**Task brief**
Reproduce each entry exactly, so that everything except the pictures is carried over.

**Source information**
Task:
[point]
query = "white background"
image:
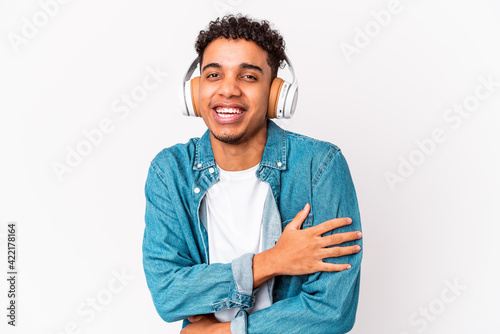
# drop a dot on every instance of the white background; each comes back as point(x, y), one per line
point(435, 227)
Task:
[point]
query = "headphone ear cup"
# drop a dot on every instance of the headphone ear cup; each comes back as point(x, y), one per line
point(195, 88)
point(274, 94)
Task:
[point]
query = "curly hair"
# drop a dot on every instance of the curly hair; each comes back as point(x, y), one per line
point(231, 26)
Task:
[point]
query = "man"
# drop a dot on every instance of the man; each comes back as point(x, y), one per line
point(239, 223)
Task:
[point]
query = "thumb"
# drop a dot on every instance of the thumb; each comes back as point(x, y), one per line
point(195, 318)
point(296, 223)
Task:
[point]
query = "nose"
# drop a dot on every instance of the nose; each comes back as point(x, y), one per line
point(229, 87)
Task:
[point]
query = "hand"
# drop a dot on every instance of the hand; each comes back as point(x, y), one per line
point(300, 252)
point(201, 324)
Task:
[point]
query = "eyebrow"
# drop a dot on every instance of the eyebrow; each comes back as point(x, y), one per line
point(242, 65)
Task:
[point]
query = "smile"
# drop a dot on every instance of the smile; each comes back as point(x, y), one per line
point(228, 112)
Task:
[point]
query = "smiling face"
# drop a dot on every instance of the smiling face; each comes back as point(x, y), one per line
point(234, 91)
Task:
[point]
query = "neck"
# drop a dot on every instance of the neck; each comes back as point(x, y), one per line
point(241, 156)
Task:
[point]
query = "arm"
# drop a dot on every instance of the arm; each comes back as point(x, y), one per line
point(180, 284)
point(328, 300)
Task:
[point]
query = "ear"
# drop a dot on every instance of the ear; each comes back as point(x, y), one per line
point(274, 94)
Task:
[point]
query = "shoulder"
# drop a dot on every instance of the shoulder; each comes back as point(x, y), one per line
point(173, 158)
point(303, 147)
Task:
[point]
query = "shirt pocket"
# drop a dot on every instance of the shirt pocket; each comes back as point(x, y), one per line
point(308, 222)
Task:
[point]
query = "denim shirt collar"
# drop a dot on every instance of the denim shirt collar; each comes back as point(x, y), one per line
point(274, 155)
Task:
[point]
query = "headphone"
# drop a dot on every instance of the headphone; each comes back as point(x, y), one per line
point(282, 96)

**Your solution**
Task:
[point]
query = "white background"
image:
# drop a dot on every instance of the white background; each comes back as point(x, y), one per line
point(435, 227)
Task:
[point]
query = "headphone ear cup"
# drop a dot on every instance of the headphone ear cup; each comes back as point(x, y), one per line
point(195, 88)
point(274, 94)
Task:
[point]
query = "curly hair"
# drop a dot on every instance of the curly hair; each comes back as point(x, y), one per line
point(231, 26)
Task:
[point]
query = "man"
# drop a dot on every instance of the man; each comes back as point(x, y), one per line
point(239, 223)
Task:
[point]
query = "thumb"
# drop a dot on every instance of the thumb; each comes back as point(x, y), one per line
point(195, 318)
point(296, 223)
Task:
[point]
query = "nose"
# drop a dot on every instance of the nose; each comes back as point(x, y), one per line
point(229, 87)
Task:
[point]
query = "hand"
# drop a dot on every instance of the hand; each comes back as point(x, y), one per line
point(300, 252)
point(201, 324)
Task:
[point]
query = "eyebrow"
# drop a dot on every instance of the eyebrow; each comes back as point(x, y), one per line
point(242, 65)
Task:
[point]
query = "smile"
# drop a dot on every instance of the smile; each comes back as point(x, y), one per line
point(228, 112)
Task:
[point]
query = "smiling face"
# drop a dot on every instance of the smiling face; each comes back as point(x, y), one per line
point(234, 91)
Task:
[point]
query = "neck"
# drop a dot on every instance of the neck; each comes back as point(x, y), one per line
point(241, 156)
Task:
[point]
query = "arm"
# drop a dot on every instance of the arm; each comes back as point(x, y), one per line
point(180, 284)
point(328, 300)
Task:
[point]
query = "ear"
# drop a dot on every instance of the ear; each comes back as point(x, y), one per line
point(274, 94)
Task:
[point]
query = "shoulder"
# drop a dot on every instance of the shoulder; each comes back as point(x, y), one per line
point(173, 158)
point(303, 147)
Task:
[point]
query = "shirt pocket"
# drop a dot on every instance of the shirt pocket; each comes back as point(x, y), one per line
point(308, 222)
Task:
[point]
query = "denim shirt collar"
# drop a dot on every instance of the denim shirt collar; each comes back as point(x, y), one per line
point(274, 155)
Task:
[point]
query = "headphone"
# drop a dot on every instance of the headphone; each comes back as point(x, y), one per line
point(282, 96)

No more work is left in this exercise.